Point labels for objects:
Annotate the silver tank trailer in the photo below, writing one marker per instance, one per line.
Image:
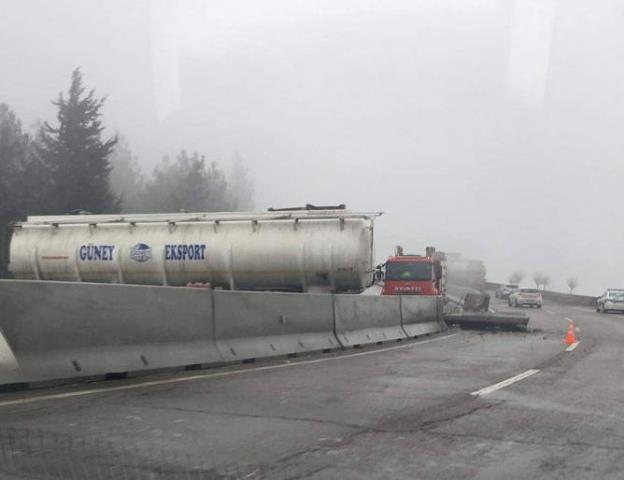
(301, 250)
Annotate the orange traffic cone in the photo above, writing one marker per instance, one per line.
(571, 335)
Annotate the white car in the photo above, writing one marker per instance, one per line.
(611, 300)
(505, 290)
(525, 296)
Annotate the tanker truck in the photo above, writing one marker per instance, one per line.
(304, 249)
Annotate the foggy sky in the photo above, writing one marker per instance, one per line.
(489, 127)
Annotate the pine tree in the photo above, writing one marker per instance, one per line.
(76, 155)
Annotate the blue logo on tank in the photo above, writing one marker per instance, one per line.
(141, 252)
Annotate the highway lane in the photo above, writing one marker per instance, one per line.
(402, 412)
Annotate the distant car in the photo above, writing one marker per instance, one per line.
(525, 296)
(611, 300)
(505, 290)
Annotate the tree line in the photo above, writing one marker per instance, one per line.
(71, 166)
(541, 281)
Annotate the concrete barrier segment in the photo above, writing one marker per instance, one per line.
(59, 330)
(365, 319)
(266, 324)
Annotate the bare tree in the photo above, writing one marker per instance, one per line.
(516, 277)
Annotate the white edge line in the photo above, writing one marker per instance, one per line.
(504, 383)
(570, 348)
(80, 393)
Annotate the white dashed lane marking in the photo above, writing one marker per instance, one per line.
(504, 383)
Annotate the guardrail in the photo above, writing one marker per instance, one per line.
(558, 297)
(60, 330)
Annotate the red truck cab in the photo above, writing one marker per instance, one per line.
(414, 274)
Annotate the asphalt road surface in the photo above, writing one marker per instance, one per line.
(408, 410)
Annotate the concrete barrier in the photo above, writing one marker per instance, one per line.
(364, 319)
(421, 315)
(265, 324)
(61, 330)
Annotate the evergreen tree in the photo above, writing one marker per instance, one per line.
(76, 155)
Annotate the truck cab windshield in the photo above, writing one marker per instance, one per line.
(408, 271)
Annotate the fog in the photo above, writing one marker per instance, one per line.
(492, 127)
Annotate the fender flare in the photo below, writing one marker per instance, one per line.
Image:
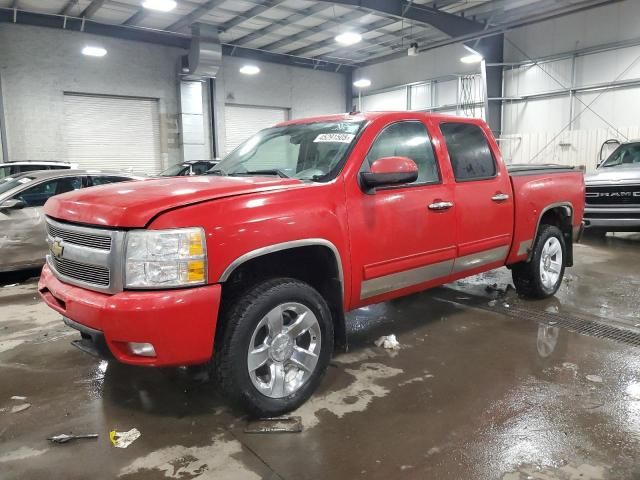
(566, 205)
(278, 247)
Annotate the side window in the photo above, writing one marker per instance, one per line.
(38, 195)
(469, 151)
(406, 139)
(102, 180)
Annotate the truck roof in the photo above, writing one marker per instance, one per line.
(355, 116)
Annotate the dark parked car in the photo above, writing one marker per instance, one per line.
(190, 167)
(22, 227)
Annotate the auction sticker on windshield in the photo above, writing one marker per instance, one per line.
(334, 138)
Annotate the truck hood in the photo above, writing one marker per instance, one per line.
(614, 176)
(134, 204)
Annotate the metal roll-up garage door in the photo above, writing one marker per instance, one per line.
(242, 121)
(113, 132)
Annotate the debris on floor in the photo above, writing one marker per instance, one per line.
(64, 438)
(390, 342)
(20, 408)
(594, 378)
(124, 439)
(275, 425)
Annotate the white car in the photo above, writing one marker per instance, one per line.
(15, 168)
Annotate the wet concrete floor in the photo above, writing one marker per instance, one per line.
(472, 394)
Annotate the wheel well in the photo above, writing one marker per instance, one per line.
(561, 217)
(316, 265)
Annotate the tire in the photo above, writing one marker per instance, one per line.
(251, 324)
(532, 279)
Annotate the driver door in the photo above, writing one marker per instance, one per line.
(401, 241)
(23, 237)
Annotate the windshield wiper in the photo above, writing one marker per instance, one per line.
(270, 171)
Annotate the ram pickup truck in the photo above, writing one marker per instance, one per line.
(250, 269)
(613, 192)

* * *

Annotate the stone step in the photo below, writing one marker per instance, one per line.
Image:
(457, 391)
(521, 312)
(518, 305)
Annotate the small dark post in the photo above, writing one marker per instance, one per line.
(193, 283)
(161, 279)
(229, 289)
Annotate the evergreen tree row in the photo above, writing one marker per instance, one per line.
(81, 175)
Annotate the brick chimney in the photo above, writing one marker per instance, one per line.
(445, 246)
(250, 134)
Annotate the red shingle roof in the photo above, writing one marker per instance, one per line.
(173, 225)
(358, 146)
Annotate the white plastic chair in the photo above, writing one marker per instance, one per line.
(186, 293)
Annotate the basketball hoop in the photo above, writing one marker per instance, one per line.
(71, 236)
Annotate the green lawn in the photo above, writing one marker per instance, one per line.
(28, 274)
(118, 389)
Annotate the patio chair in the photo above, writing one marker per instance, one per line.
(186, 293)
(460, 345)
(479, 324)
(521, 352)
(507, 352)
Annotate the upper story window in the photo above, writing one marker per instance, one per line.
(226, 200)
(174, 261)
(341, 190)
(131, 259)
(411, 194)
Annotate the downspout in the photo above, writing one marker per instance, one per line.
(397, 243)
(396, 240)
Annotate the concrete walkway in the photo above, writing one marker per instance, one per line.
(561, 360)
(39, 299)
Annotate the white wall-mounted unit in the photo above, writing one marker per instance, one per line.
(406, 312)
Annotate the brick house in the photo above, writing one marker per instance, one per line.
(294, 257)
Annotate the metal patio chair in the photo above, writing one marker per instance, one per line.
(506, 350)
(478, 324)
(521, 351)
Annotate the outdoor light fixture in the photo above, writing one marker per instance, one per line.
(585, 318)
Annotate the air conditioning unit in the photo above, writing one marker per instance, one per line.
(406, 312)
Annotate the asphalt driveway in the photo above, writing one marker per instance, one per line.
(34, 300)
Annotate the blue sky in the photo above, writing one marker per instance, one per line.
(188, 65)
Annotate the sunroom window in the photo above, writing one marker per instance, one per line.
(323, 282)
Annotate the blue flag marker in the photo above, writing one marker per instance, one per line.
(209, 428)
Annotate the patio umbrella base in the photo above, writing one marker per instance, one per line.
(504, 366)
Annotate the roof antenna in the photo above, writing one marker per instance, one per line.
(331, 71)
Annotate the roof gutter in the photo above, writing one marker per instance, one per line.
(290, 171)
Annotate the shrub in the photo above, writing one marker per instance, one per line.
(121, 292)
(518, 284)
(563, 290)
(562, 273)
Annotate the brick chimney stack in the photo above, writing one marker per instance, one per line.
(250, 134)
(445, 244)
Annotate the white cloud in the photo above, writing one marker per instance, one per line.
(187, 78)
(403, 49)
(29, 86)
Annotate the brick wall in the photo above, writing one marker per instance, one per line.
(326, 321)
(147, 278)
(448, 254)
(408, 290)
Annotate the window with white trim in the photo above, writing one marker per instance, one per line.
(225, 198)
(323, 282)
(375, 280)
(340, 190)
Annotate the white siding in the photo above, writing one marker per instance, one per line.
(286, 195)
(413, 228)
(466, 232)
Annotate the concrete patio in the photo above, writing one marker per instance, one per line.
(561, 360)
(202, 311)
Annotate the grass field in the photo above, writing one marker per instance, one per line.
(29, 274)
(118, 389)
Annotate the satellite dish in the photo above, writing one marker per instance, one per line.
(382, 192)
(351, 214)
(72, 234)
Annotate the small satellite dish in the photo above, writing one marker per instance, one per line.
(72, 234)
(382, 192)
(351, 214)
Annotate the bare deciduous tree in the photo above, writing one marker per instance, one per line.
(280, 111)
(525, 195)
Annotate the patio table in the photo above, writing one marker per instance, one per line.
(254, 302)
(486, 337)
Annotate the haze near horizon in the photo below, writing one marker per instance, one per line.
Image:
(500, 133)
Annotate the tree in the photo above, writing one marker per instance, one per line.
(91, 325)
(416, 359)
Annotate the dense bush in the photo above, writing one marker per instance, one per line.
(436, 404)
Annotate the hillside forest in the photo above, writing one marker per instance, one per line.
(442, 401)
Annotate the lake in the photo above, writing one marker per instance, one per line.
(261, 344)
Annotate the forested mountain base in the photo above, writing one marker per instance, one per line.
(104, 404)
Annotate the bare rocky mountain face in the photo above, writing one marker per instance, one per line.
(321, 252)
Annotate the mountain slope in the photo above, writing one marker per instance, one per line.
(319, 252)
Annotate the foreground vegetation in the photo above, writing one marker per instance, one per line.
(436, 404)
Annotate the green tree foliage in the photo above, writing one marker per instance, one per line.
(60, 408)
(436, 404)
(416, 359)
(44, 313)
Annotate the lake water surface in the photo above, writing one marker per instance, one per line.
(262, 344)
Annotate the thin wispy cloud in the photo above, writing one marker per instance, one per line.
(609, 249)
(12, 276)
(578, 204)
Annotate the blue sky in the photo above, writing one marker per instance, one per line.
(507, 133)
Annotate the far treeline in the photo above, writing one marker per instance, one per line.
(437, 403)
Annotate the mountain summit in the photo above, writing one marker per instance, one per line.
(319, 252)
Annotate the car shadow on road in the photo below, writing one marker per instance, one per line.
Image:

Given exercise -
Which lines in the entries above contain the word "chimney"? Pick out each one and copy it in full.

Solution to this task -
Annotate the brick chimney in the photo above, writing one marker per instance, one per line.
Annotate the brick chimney stack in the photo above, writing one marker per instance, one per line.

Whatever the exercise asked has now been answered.